=== TEXT ===
* * * * *

The Federal Government has made provision in the 2021 budget to pay for the vaccination of around 103 million Nigerians or 50 percent of the population against COVID-19.
Ben Akabueze, the director-general of the Budget Office of the Federation, made this disclosure in Abuja on Tuesday, January 12, 2021, during the budget 2021 budget breakdown.
According to Akabueze: “There is a global alliance to support economically weak nations with vaccines, our understanding of the current plan is that we will be getting vaccines donations to cover up to 20 percent of our population but then the global standards say that to achieve herd immunity you have to vaccine at least 70 percent of the population and so there is a 50 percent of the population that we may be required to pay for their own vaccination.”
Already, there is an “inter-ministerial committee looking at this matters and the assurance is that government will do whatever is needful to keep the citizens and economy safe even if it means coming back with a supplementary budget”.
The National Assembly reviewed the 2021 budget upward by N500 billion to accommodate the purchase and distribution of vaccines against coronavirus.
Zainab Ahmed, the minister of finance, prayed that the situation should not arise to warrant another lockdown.
According to her: “We hope we never have to lock down the economy as we did before because the impact is very high on the economy but then if the health challenge becomes so large, and the government has no option then that step might be taken.
“Right now what we are doing as a government, is to reinforce the measures that need to be taken by the government, by companies, by individuals to mitigate the impact from the COVID to reduce the expansion and also obviates the health challenges.
“Currently the vaccines are now out and they are available and Nigeria is in the process of deciding and beginning to acquire its own vaccine so we do hope that a lockdown the type we’ve seen in 2020 will not happen.”

* * * * *

=== AVAILABLE DATA ===

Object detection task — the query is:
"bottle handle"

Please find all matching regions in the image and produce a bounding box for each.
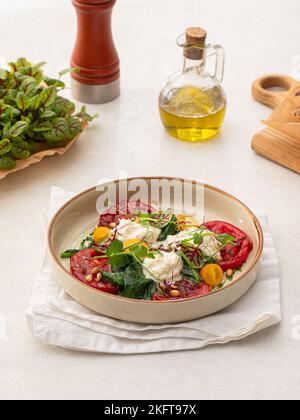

* * * * *

=== YOUR TASKS ===
A) Please retype the vaccine budget article word for word, starting with "The National Assembly" and going on through "might be taken.".
B) Summarize the vaccine budget article in two sentences.

=== TASK-BY-TASK RESULTS ===
A)
The National Assembly reviewed the 2021 budget upward by N500 billion to accommodate the purchase and distribution of vaccines against coronavirus.
Zainab Ahmed, the minister of finance, prayed that the situation should not arise to warrant another lockdown.
According to her: “We hope we never have to lock down the economy as we did before because the impact is very high on the economy but then if the health challenge becomes so large, and the government has no option then that step might be taken.

B) Nigeria's Federal Government has set aside money in the 2021 budget to vaccinate about 103 million Nigerians, or 50 percent of the population, against COVID-19, because donations are expected to cover only 20 percent while herd immunity requires vaccinating at least 70 percent. The National Assembly raised the 2021 budget by N500 billion for buying and distributing vaccines, and the minister of finance said she hoped another lockdown like the one in 2020 would not happen as Nigeria begins to acquire its own vaccine.